| Komisyon Adı | : | (10 / 124, 226, 320, 321, 336, 601, 637, 958, 1055, 1126, 1127, 1128, 1129, 1130, 1131, 1132, 1133, 1134, 1135, 1136, 1137, 1138, 1139, 1140, 1141, 1142, 1143, 1144, 1145, 1146, 1147, 1148) Esas Numaralı Meclis Araştırma Komisyonu |
| Konu | : | |
| Dönemi | : | 24 |
| Yasama Yılı | : | 5 |
| Tarih | : | 26 .02.2015 |
İSMET UÇMA (İstanbul) - Çok teşekkür ediyorum.
İlk defa tezlerimle örtüşen bir sunum almanın büyük bir mutluluğunu yaşıyorum. Değil mi Hocam çok büyük bir mutluluk?
NURSEL AYDOĞAN (Diyarbakır) - Bence de, ben de dinlerken aynı cümleleri sarf ettim.

[Listelenen Kayıtlar]
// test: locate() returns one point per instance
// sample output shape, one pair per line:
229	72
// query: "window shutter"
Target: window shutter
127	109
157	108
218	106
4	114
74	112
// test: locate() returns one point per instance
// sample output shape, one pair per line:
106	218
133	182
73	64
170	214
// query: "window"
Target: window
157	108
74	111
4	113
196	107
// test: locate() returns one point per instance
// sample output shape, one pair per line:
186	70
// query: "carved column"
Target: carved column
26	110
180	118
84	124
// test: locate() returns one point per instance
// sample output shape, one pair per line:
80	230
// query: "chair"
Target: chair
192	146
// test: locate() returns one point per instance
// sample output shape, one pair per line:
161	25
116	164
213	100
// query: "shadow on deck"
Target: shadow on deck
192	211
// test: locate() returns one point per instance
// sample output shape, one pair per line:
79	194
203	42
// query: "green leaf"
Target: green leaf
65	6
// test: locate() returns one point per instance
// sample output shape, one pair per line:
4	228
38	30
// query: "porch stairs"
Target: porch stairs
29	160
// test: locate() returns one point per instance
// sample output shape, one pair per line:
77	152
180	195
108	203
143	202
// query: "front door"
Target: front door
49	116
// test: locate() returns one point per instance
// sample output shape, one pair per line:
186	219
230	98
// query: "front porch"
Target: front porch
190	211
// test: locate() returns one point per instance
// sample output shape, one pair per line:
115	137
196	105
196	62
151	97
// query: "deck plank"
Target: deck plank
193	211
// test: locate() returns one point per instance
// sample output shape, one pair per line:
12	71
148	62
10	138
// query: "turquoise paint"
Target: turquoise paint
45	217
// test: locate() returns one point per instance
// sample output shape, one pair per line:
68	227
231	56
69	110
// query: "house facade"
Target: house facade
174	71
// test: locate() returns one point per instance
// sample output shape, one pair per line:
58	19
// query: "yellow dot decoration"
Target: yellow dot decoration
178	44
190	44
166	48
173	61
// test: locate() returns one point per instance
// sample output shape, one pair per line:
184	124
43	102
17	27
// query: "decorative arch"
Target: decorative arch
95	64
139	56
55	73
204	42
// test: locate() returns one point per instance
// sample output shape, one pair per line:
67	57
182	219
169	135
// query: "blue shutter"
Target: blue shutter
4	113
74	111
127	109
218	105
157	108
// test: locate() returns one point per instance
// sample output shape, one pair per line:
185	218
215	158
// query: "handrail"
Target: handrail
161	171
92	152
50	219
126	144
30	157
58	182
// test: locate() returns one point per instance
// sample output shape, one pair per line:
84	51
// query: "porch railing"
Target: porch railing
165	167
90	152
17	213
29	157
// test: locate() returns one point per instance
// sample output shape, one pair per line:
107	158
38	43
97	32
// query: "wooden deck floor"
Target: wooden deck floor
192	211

[Yapılacaklar]
A - Tutanakta "İlk defa tezlerimle" ile başlayıp "cümleleri sarf ettim." ile biten bölümü aynen çıkarın.
B - Tutanağa göre komisyonun yasama yılı kaçtır?
C - Tutanakta İsmet Uçma büyük bir mutluluk yaşadığını hangi gerekçeyle söylüyor? Bir iki cümleyle açıklayın.
Kayıtlar, tutanaktan ayrı bir malzemedir.

[Görev Yanıtları]
A -
İlk defa tezlerimle örtüşen bir sunum almanın büyük bir mutluluğunu yaşıyorum. Değil mi Hocam çok büyük bir mutluluk?
NURSEL AYDOĞAN (Diyarbakır) - Bence de, ben de dinlerken aynı cümleleri sarf ettim.

B - 5

C - İsmet Uçma, ilk defa kendi tezleriyle örtüşen bir sunum dinlediği için büyük bir mutluluk yaşadığını söylüyor.